■ **Provided entries**
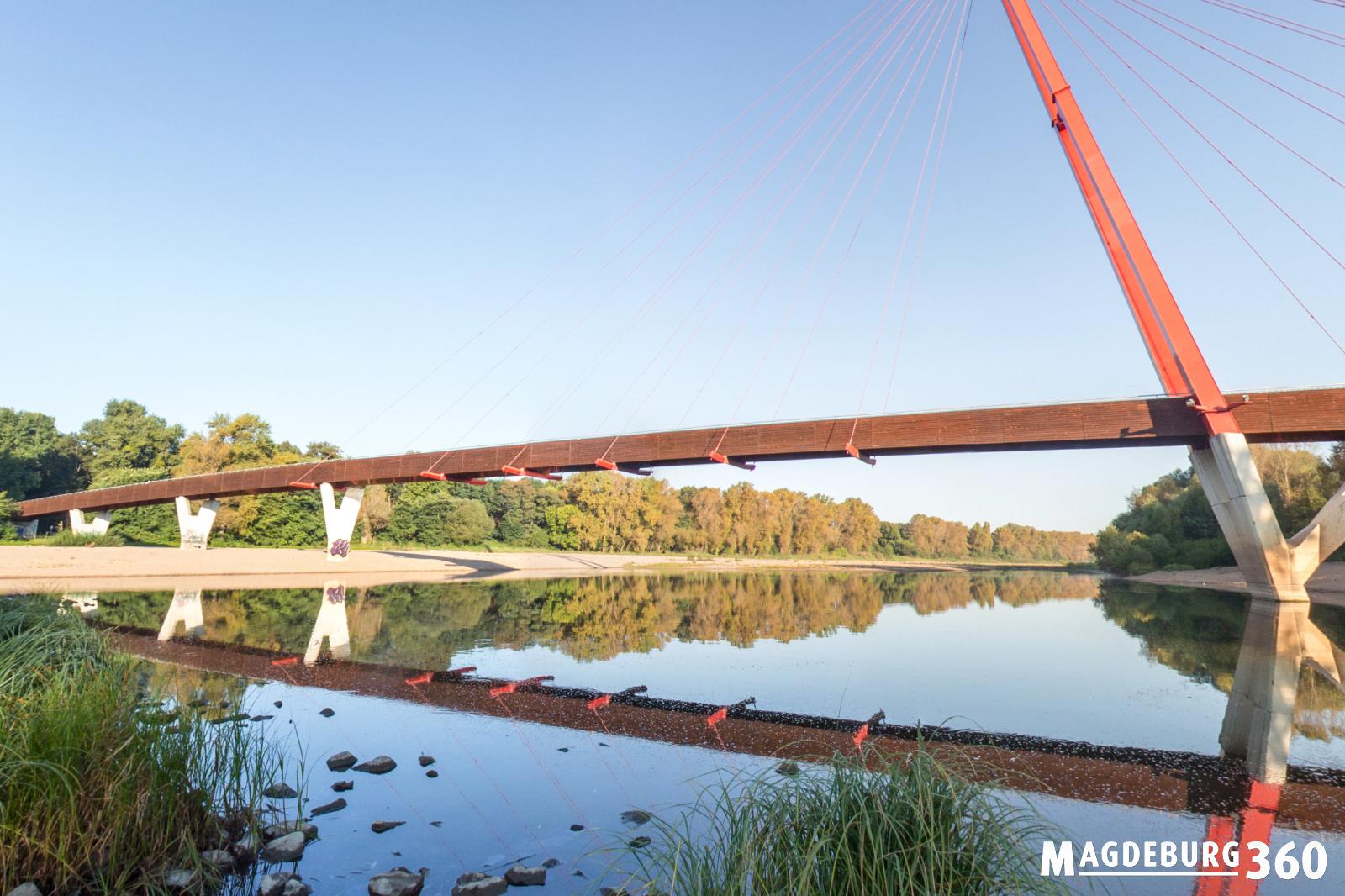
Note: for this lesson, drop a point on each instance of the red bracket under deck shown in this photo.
(514, 685)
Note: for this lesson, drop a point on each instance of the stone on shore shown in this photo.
(479, 884)
(286, 849)
(342, 761)
(377, 766)
(521, 876)
(398, 882)
(275, 883)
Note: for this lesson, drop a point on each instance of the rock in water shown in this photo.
(286, 849)
(521, 876)
(479, 884)
(400, 882)
(636, 817)
(275, 883)
(340, 762)
(24, 889)
(335, 806)
(377, 766)
(280, 829)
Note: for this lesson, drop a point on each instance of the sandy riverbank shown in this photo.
(34, 568)
(1328, 582)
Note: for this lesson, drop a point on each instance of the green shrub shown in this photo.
(852, 826)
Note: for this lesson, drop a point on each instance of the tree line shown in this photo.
(603, 512)
(1169, 524)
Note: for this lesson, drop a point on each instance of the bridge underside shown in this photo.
(1298, 414)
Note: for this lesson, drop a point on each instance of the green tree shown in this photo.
(128, 437)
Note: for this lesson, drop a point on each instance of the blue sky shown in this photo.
(302, 208)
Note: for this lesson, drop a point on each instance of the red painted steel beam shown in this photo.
(1177, 360)
(1300, 414)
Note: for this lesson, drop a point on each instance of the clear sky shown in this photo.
(302, 208)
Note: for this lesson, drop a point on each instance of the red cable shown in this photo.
(845, 259)
(1242, 49)
(1289, 24)
(920, 239)
(1212, 94)
(1187, 171)
(709, 235)
(1199, 132)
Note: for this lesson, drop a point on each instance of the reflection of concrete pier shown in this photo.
(186, 611)
(330, 626)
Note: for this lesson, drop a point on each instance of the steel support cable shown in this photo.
(1196, 129)
(831, 293)
(762, 230)
(1243, 69)
(802, 282)
(1176, 161)
(1242, 49)
(625, 213)
(676, 229)
(1279, 22)
(920, 239)
(920, 58)
(779, 329)
(1216, 98)
(705, 318)
(838, 127)
(704, 241)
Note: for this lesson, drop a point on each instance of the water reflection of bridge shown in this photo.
(1244, 791)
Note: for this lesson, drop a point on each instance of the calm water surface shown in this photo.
(1064, 663)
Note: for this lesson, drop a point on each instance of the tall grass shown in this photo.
(101, 784)
(852, 826)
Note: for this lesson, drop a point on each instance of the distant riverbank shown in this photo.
(66, 569)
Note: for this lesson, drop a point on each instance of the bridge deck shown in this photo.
(1298, 414)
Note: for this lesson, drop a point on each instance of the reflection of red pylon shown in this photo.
(1253, 824)
(864, 730)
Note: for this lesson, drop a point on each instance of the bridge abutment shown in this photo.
(194, 528)
(1275, 568)
(96, 526)
(340, 519)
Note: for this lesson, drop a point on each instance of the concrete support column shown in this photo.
(186, 611)
(340, 521)
(194, 528)
(96, 526)
(1273, 567)
(330, 626)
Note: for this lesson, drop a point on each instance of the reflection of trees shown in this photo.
(1199, 634)
(424, 625)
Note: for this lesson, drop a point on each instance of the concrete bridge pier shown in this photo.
(194, 528)
(96, 526)
(1278, 642)
(330, 626)
(340, 521)
(1275, 568)
(185, 609)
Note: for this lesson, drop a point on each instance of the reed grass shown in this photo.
(852, 826)
(103, 784)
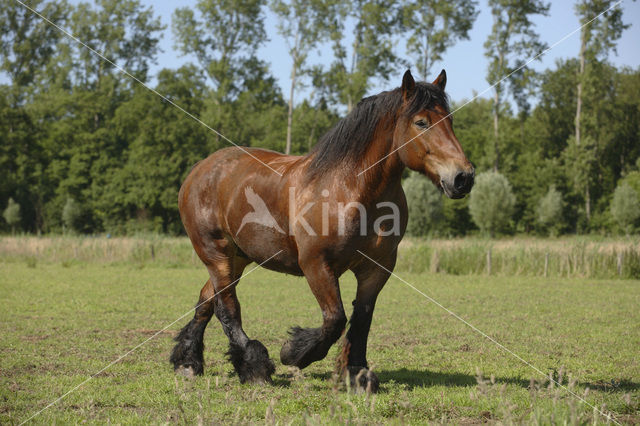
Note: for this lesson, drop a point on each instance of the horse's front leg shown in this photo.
(371, 278)
(306, 345)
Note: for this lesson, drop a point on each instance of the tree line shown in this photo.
(84, 148)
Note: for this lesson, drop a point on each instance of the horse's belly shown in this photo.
(270, 249)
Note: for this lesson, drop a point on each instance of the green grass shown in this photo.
(62, 321)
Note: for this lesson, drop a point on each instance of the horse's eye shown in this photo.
(422, 124)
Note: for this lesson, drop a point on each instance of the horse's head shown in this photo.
(425, 140)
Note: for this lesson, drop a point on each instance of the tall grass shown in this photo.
(569, 257)
(563, 258)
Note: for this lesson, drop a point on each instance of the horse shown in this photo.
(335, 209)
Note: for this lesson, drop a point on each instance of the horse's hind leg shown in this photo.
(249, 357)
(306, 345)
(371, 279)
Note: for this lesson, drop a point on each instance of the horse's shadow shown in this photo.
(413, 379)
(426, 378)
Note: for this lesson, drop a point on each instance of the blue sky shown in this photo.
(465, 63)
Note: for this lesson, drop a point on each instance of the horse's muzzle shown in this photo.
(460, 185)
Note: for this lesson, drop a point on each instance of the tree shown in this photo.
(27, 44)
(597, 38)
(511, 42)
(223, 38)
(72, 215)
(491, 202)
(425, 205)
(12, 214)
(121, 30)
(625, 207)
(303, 24)
(434, 26)
(549, 210)
(371, 53)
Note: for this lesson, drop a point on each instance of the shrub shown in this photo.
(625, 207)
(12, 214)
(492, 202)
(549, 211)
(425, 205)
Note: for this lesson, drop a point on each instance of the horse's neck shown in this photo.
(381, 171)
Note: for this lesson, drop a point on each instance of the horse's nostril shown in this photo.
(460, 181)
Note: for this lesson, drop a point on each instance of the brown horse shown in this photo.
(316, 216)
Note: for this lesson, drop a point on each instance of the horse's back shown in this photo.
(219, 192)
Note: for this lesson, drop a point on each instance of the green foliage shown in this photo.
(370, 55)
(512, 38)
(224, 36)
(625, 207)
(434, 26)
(424, 201)
(492, 202)
(549, 210)
(11, 214)
(72, 215)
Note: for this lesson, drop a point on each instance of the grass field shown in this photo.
(65, 318)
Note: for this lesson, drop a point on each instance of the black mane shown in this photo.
(350, 137)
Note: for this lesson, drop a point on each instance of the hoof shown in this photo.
(252, 362)
(185, 371)
(302, 347)
(363, 380)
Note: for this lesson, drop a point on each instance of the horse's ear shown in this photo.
(441, 81)
(408, 85)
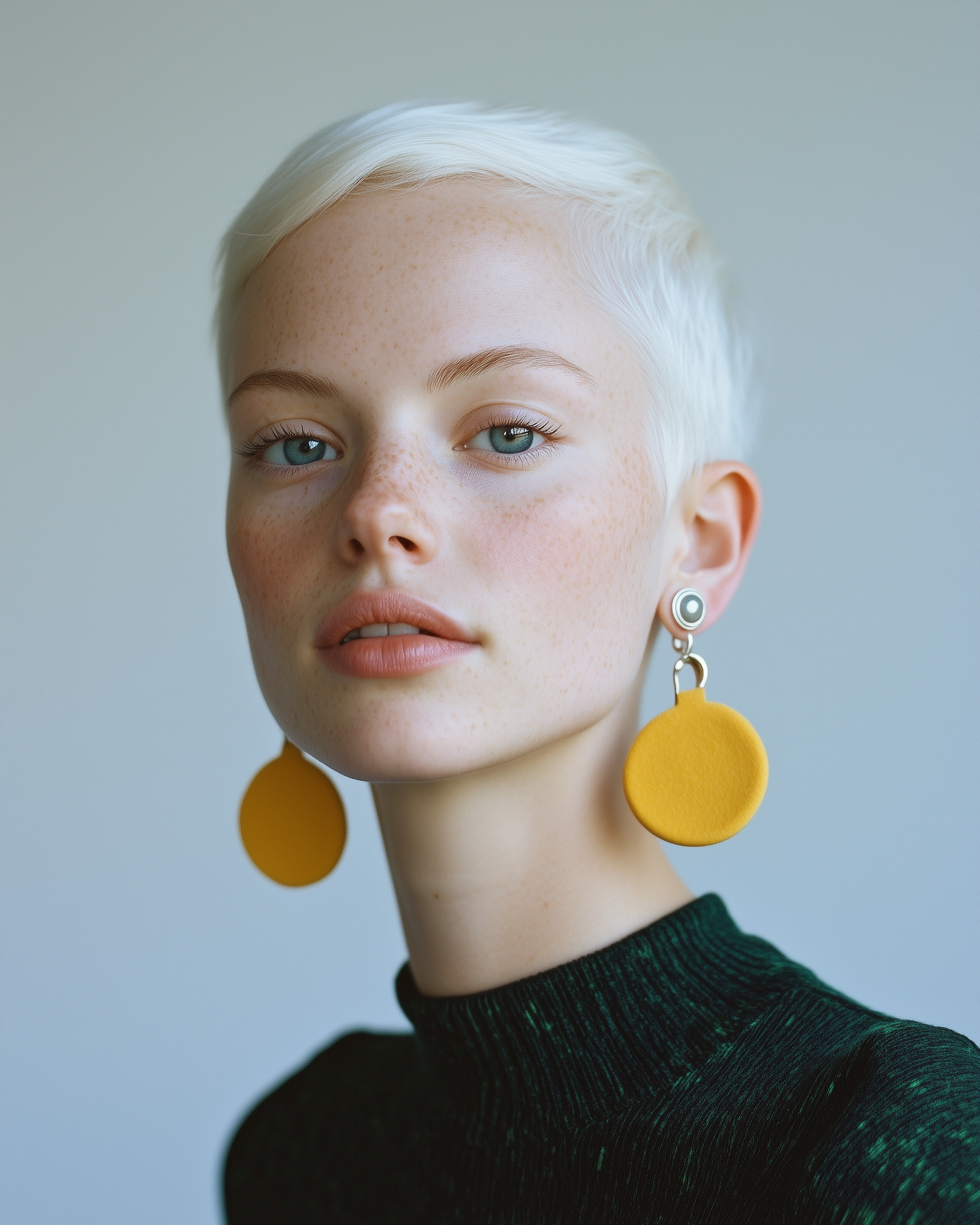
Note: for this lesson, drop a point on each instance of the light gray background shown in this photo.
(152, 981)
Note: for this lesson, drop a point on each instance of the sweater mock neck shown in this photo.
(576, 1043)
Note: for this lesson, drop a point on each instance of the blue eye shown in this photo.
(294, 452)
(304, 450)
(511, 439)
(508, 440)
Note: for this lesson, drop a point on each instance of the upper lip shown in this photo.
(389, 607)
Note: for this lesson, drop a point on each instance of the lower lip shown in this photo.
(403, 655)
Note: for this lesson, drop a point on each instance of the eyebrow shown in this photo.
(461, 368)
(502, 358)
(288, 380)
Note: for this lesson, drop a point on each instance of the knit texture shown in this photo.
(689, 1073)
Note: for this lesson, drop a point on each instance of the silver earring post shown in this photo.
(689, 608)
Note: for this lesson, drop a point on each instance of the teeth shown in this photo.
(382, 631)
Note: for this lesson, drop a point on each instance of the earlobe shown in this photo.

■ **Your objective**
Return exactly what appears in the records from the line with "mock neck shown in this photo." through the final line, and nothing else.

■ **Answer space**
Note: for this lesson, drop a point on each instance of the sweater mock neck shown in this photo.
(576, 1043)
Note: for this lesson, drop a point on each instance of the blue eye shown in this photo.
(294, 452)
(304, 450)
(511, 439)
(508, 440)
Note: for this lesson, drop a point on each instance of the upper lip shown in this photo.
(389, 607)
Note: for this lesson, drop a point on each instance of the lower lip shown in this photo.
(403, 655)
Note: for this lesson, drop a point on each instance of the eyebrow shown in this photo.
(461, 368)
(502, 358)
(288, 380)
Note: for this lesson, drop a point on each instance of the knit texture shown in this photo.
(689, 1073)
Note: for this lesson, drop a point on each instance of the silver earring post shown in this photo.
(689, 608)
Note: for this lesson, drop a point on each instance of the teeth shown in this photo.
(382, 631)
Note: for this lesson, drop a point on each instance of the earlobe shown in this photo.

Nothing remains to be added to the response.